**INFORMATION SHOWN:**
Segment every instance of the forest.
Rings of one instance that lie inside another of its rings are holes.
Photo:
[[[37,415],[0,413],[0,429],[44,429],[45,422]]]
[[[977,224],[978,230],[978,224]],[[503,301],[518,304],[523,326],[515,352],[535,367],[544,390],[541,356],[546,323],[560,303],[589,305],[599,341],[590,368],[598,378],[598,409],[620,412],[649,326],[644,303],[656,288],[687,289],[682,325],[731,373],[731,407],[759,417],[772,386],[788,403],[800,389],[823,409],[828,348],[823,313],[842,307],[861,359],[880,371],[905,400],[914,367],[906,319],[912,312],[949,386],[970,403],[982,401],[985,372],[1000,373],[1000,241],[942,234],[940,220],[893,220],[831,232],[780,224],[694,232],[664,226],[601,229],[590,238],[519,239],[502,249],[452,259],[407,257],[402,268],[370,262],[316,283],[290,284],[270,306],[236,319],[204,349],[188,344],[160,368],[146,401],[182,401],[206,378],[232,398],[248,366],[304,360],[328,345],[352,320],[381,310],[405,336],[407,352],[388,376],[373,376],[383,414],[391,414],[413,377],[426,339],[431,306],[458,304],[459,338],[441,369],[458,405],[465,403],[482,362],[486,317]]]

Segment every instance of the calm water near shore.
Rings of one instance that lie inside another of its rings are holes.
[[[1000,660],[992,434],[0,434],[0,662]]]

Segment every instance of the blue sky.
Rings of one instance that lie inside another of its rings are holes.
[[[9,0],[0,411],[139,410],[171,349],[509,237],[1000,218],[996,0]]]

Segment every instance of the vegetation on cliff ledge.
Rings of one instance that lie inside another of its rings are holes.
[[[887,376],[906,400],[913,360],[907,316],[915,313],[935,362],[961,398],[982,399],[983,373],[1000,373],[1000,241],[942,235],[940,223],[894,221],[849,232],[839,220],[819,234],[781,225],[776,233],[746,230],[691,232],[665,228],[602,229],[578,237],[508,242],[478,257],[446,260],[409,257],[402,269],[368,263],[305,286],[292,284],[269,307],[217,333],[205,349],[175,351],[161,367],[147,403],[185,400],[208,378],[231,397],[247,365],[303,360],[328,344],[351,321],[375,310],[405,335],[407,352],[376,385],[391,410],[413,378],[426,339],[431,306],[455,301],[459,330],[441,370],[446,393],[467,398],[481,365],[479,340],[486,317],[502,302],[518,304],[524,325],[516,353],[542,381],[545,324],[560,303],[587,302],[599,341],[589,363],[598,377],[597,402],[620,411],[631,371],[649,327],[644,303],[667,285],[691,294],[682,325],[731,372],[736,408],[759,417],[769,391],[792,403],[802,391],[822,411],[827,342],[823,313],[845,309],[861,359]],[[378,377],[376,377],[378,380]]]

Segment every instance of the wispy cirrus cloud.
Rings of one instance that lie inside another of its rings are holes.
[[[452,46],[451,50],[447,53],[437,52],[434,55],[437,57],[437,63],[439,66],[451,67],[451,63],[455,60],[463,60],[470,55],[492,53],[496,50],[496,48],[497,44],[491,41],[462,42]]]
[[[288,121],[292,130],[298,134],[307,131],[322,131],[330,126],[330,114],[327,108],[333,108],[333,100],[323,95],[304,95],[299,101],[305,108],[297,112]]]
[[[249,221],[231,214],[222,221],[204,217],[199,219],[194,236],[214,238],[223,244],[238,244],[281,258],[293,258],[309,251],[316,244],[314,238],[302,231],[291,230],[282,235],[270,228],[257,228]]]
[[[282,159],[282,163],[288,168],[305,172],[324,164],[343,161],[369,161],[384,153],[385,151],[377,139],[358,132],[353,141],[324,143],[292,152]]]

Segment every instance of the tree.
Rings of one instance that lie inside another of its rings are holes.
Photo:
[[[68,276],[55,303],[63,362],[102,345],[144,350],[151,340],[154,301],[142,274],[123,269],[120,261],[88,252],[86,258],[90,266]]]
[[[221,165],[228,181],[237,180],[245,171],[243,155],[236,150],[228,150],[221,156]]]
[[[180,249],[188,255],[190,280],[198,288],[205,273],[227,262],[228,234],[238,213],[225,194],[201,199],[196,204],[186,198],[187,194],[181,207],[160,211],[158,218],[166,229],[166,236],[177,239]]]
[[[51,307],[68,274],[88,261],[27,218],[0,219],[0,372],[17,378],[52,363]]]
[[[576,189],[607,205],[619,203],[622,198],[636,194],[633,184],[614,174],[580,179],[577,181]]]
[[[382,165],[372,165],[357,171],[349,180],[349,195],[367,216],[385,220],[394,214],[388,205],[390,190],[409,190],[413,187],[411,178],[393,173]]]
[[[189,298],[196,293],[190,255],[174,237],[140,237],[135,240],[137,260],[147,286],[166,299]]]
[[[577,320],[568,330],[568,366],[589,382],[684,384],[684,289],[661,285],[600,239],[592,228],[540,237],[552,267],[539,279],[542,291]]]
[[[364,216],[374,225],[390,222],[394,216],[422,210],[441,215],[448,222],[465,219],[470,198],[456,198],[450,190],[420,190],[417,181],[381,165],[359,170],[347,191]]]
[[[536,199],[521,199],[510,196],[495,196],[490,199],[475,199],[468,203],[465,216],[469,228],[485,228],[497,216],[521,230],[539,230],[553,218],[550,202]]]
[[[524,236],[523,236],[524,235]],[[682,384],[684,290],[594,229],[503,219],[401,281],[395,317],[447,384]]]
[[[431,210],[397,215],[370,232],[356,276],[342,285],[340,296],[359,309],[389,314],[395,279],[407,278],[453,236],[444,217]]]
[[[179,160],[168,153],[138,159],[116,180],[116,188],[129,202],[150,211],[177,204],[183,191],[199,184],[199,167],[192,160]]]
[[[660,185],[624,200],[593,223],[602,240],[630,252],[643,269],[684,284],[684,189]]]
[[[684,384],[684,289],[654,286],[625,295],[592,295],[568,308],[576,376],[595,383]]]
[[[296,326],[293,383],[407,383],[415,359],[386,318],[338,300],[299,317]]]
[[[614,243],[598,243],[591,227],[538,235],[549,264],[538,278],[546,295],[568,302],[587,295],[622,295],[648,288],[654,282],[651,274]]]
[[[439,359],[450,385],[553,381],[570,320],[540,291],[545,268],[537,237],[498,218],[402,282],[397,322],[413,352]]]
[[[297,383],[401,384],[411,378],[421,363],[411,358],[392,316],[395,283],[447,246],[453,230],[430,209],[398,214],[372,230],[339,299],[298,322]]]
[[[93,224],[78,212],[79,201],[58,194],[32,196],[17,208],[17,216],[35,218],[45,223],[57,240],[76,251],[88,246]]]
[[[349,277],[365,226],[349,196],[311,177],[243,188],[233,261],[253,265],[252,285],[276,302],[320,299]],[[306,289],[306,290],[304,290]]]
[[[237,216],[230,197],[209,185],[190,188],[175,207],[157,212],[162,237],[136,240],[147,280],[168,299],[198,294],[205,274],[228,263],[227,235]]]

**THE PROBLEM:** Go through the listing and copy each line that includes the string "every".

**RESULT FOR THIS EXERCISE:**
Segment every instance of the forest.
Segment every instance of the calm water near shore.
Segment every instance of the blue sky.
Segment every instance of the vegetation on cliff ledge.
Segment every instance of the wispy cirrus cloud.
Segment every instance of the tree.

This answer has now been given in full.